The required lines are those that contain "flower"; pull them out of the data and copy them.

Stored data entries
-*-*-
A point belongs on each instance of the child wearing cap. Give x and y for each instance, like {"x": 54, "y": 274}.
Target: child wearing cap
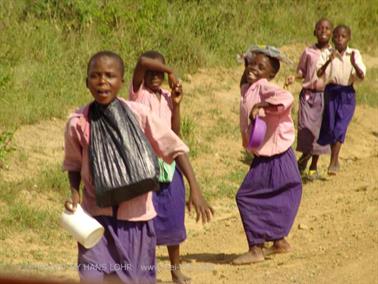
{"x": 311, "y": 101}
{"x": 269, "y": 197}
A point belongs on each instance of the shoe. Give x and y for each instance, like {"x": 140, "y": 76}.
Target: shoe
{"x": 302, "y": 163}
{"x": 313, "y": 175}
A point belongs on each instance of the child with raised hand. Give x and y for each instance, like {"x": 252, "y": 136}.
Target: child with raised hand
{"x": 169, "y": 202}
{"x": 340, "y": 69}
{"x": 269, "y": 197}
{"x": 311, "y": 101}
{"x": 126, "y": 252}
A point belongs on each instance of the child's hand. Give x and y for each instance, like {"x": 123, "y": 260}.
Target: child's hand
{"x": 289, "y": 80}
{"x": 172, "y": 80}
{"x": 332, "y": 55}
{"x": 71, "y": 205}
{"x": 177, "y": 93}
{"x": 254, "y": 111}
{"x": 203, "y": 210}
{"x": 353, "y": 58}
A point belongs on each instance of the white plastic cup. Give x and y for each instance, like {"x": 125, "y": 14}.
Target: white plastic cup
{"x": 84, "y": 228}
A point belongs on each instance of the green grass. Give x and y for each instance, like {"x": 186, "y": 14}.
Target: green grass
{"x": 5, "y": 146}
{"x": 366, "y": 91}
{"x": 46, "y": 43}
{"x": 34, "y": 204}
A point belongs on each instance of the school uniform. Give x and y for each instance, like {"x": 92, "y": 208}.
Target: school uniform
{"x": 339, "y": 94}
{"x": 127, "y": 248}
{"x": 311, "y": 103}
{"x": 169, "y": 201}
{"x": 270, "y": 194}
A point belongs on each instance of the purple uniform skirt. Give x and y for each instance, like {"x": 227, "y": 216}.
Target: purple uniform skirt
{"x": 339, "y": 107}
{"x": 269, "y": 197}
{"x": 126, "y": 253}
{"x": 310, "y": 116}
{"x": 169, "y": 204}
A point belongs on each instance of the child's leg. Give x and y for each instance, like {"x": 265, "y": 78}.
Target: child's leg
{"x": 174, "y": 258}
{"x": 334, "y": 162}
{"x": 314, "y": 163}
{"x": 302, "y": 162}
{"x": 255, "y": 254}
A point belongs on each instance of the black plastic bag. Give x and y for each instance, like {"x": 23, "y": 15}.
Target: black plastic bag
{"x": 122, "y": 162}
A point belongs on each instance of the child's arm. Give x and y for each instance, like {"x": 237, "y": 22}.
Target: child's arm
{"x": 203, "y": 210}
{"x": 144, "y": 64}
{"x": 74, "y": 180}
{"x": 176, "y": 95}
{"x": 243, "y": 79}
{"x": 292, "y": 78}
{"x": 359, "y": 72}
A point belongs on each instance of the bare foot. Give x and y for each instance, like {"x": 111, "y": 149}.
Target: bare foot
{"x": 179, "y": 277}
{"x": 279, "y": 246}
{"x": 333, "y": 170}
{"x": 254, "y": 255}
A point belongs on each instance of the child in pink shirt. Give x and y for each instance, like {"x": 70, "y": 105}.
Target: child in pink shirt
{"x": 269, "y": 197}
{"x": 311, "y": 101}
{"x": 128, "y": 245}
{"x": 170, "y": 200}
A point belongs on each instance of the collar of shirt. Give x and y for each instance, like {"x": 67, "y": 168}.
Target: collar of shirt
{"x": 348, "y": 52}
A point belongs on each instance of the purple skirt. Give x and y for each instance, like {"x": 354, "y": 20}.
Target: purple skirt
{"x": 169, "y": 204}
{"x": 310, "y": 116}
{"x": 269, "y": 197}
{"x": 339, "y": 108}
{"x": 126, "y": 253}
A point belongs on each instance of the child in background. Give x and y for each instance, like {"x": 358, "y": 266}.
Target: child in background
{"x": 269, "y": 197}
{"x": 170, "y": 200}
{"x": 128, "y": 245}
{"x": 311, "y": 101}
{"x": 339, "y": 68}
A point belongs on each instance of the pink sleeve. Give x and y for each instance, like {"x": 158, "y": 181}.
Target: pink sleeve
{"x": 302, "y": 65}
{"x": 165, "y": 143}
{"x": 244, "y": 123}
{"x": 72, "y": 146}
{"x": 279, "y": 98}
{"x": 243, "y": 89}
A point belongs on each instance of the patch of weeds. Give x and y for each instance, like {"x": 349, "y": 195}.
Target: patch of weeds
{"x": 5, "y": 146}
{"x": 22, "y": 217}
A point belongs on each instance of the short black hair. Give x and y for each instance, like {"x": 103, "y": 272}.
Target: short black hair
{"x": 345, "y": 27}
{"x": 323, "y": 20}
{"x": 153, "y": 54}
{"x": 275, "y": 62}
{"x": 107, "y": 53}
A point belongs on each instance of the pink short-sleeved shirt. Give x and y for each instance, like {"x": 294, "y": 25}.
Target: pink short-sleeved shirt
{"x": 165, "y": 143}
{"x": 161, "y": 107}
{"x": 307, "y": 69}
{"x": 280, "y": 131}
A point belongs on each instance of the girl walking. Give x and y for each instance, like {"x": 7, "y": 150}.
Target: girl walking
{"x": 269, "y": 196}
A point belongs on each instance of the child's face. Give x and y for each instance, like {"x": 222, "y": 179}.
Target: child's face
{"x": 323, "y": 31}
{"x": 154, "y": 79}
{"x": 104, "y": 79}
{"x": 259, "y": 67}
{"x": 341, "y": 38}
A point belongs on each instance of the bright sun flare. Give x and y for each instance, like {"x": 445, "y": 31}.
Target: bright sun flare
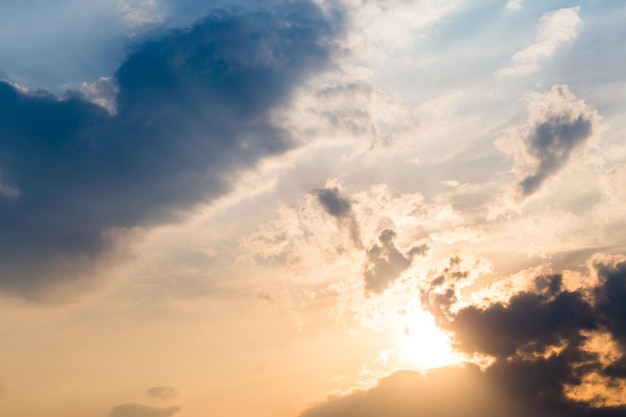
{"x": 423, "y": 345}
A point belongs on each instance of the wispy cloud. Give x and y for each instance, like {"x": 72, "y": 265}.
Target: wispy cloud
{"x": 558, "y": 124}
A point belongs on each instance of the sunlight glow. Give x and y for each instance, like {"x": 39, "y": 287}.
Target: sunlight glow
{"x": 423, "y": 345}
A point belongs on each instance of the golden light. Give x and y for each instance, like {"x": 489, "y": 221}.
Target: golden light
{"x": 422, "y": 345}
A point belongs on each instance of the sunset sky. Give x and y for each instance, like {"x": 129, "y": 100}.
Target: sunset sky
{"x": 312, "y": 208}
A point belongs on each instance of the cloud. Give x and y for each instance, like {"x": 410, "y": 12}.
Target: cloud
{"x": 556, "y": 29}
{"x": 141, "y": 12}
{"x": 514, "y": 5}
{"x": 340, "y": 208}
{"x": 385, "y": 262}
{"x": 140, "y": 410}
{"x": 163, "y": 392}
{"x": 558, "y": 124}
{"x": 332, "y": 202}
{"x": 193, "y": 110}
{"x": 552, "y": 352}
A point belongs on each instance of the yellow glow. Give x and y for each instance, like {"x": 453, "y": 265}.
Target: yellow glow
{"x": 424, "y": 345}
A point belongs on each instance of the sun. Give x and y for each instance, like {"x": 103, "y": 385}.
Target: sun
{"x": 422, "y": 345}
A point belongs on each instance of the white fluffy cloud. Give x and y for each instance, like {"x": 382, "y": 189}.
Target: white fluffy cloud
{"x": 556, "y": 29}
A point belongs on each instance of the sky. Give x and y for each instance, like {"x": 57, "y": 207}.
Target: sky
{"x": 312, "y": 208}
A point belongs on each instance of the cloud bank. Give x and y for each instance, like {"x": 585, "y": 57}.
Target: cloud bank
{"x": 192, "y": 111}
{"x": 140, "y": 410}
{"x": 548, "y": 352}
{"x": 556, "y": 29}
{"x": 558, "y": 124}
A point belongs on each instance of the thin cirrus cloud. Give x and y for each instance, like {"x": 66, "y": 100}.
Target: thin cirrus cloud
{"x": 551, "y": 352}
{"x": 556, "y": 28}
{"x": 140, "y": 410}
{"x": 192, "y": 110}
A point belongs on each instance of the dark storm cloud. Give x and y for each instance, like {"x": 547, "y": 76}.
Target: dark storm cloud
{"x": 537, "y": 342}
{"x": 341, "y": 209}
{"x": 192, "y": 110}
{"x": 385, "y": 262}
{"x": 140, "y": 410}
{"x": 551, "y": 144}
{"x": 552, "y": 138}
{"x": 163, "y": 392}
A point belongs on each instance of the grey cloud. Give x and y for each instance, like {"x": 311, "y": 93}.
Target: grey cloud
{"x": 551, "y": 144}
{"x": 537, "y": 343}
{"x": 140, "y": 410}
{"x": 538, "y": 339}
{"x": 385, "y": 262}
{"x": 559, "y": 124}
{"x": 341, "y": 209}
{"x": 163, "y": 392}
{"x": 193, "y": 109}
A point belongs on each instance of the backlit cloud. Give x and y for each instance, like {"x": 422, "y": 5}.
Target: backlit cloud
{"x": 192, "y": 111}
{"x": 558, "y": 124}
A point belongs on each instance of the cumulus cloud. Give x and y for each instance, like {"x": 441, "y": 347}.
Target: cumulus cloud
{"x": 141, "y": 12}
{"x": 340, "y": 208}
{"x": 551, "y": 352}
{"x": 385, "y": 262}
{"x": 558, "y": 124}
{"x": 514, "y": 5}
{"x": 140, "y": 410}
{"x": 556, "y": 29}
{"x": 192, "y": 110}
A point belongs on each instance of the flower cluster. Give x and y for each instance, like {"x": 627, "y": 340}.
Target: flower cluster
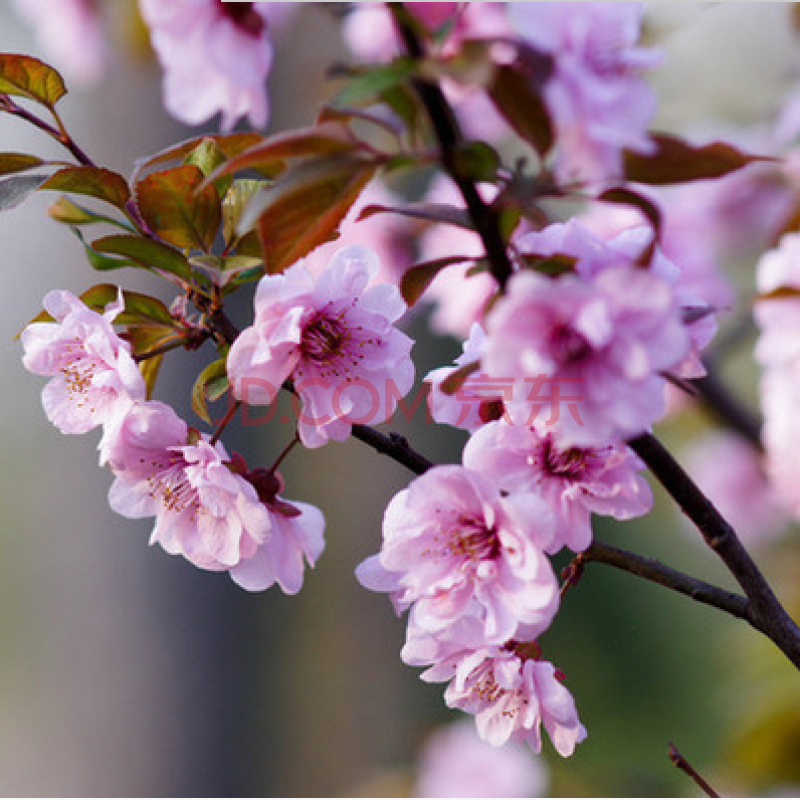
-*-*-
Expected answer:
A point belongs on each instance of the flower cluster. Give x and y for each instance, like {"x": 627, "y": 340}.
Target: flower cluster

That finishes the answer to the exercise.